Retype all of the data. Every line must match exactly.

=== Provided entries ===
** begin **
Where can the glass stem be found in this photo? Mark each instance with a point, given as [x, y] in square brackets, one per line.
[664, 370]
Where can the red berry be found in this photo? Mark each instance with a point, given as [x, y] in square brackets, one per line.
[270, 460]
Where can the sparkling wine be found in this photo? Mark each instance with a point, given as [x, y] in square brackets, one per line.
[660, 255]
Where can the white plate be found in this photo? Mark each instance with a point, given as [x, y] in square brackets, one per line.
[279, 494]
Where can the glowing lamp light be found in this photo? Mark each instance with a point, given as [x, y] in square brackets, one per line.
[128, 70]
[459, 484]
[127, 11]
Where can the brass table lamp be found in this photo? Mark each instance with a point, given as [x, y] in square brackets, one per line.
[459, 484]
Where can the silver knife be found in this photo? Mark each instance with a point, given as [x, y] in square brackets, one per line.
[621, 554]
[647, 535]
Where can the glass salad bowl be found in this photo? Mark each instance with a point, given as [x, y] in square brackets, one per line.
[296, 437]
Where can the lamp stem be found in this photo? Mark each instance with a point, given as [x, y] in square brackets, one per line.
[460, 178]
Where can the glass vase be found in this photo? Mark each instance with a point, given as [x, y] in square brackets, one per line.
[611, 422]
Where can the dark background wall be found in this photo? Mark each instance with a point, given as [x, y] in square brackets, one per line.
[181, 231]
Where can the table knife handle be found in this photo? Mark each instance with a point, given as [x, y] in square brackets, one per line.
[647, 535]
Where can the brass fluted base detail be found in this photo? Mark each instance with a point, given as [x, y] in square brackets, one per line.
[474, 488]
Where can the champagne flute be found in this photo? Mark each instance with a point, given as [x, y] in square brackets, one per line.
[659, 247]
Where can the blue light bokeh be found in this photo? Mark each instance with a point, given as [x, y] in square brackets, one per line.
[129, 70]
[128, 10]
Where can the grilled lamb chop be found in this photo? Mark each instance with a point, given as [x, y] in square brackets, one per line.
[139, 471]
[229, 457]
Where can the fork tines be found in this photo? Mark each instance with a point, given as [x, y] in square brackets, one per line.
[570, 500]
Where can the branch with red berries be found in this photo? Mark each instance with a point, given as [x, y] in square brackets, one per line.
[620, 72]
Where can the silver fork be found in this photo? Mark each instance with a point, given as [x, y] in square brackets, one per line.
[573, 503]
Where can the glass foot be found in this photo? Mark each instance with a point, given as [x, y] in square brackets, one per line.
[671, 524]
** end **
=== Output for this exercise ===
Where can the glass stem be found in this photo? Mark each instance with a point, given as [x, y] in square brackets, one per line.
[664, 370]
Where can the red berry be found in this photo? Mark each instance with a point, given as [x, y] in square brackets, one per line.
[270, 460]
Where can the sparkling wine be found in this photo? Mark each instance with a point, given as [x, y] in square brackets, one per line.
[660, 255]
Where can the white plate be found in this photo? Mark each instance with a point, given as [x, y] in square brackets, one per line.
[279, 494]
Where can the glowing lamp light be found in this photo? Mark each instance with a point, given as [x, y] in square brackets, one per line.
[128, 70]
[459, 484]
[127, 11]
Where can the brass table lamp be found in this photo? Mark each instance with a point, given as [x, y] in square brackets, one per line.
[459, 484]
Where can the silver knife be found in this photo? Mark each instance with a point, given as [x, y] in square brackets, one per line.
[621, 554]
[647, 535]
Where can the glass salad bowl be found in this photo? Mark each instance with a point, given as [x, y] in square brackets, one per line.
[296, 437]
Where can the lamp stem be found in this photo? Mark each instance with a point, given as [x, y] in square brackets, one per line.
[460, 178]
Where can the glass vase be found in this photo? Mark each instance with a point, given as [x, y] in square brackets, one per line.
[611, 422]
Where can the dark background wall be found in this photo? Mark each instance with a point, given as [x, y] in square brackets, one per line.
[181, 231]
Where can the table knife handle be found in this photo? Mark each instance with a point, given as [x, y] in square brackets, one per line.
[647, 535]
Where can the brass fluted base detail be found in this photo? Mark each instance with a point, given as [x, y] in square brackets, one per line.
[474, 488]
Where can the champagne flute be found in this photo? Mark each instance with a point, given as [x, y] in square brackets, one per line.
[659, 247]
Where can the blue light bokeh be found in this photo? Mark each instance with a point, given as [x, y] in square brackets, one per line.
[129, 70]
[128, 10]
Where can the grilled lamb chop be found in this photo? Mark each instance with a point, given as [x, y] in square brackets, one per line.
[139, 471]
[229, 457]
Where can the fork tines be found in this photo? Mark each instance with a point, given as [x, y] in square brackets, one per line.
[570, 500]
Where can the branch with red berries be found in this photo? Mark each instance with a point, given as [x, y] in square brackets, one per line.
[620, 72]
Where can the silver fork be found in this photo? Mark each instance with a point, given as [x, y] in square brackets, one per line.
[573, 503]
Where can the glass foot be found in this photo? Mark each instance with a point, given as [x, y] in square brackets, one per line.
[671, 524]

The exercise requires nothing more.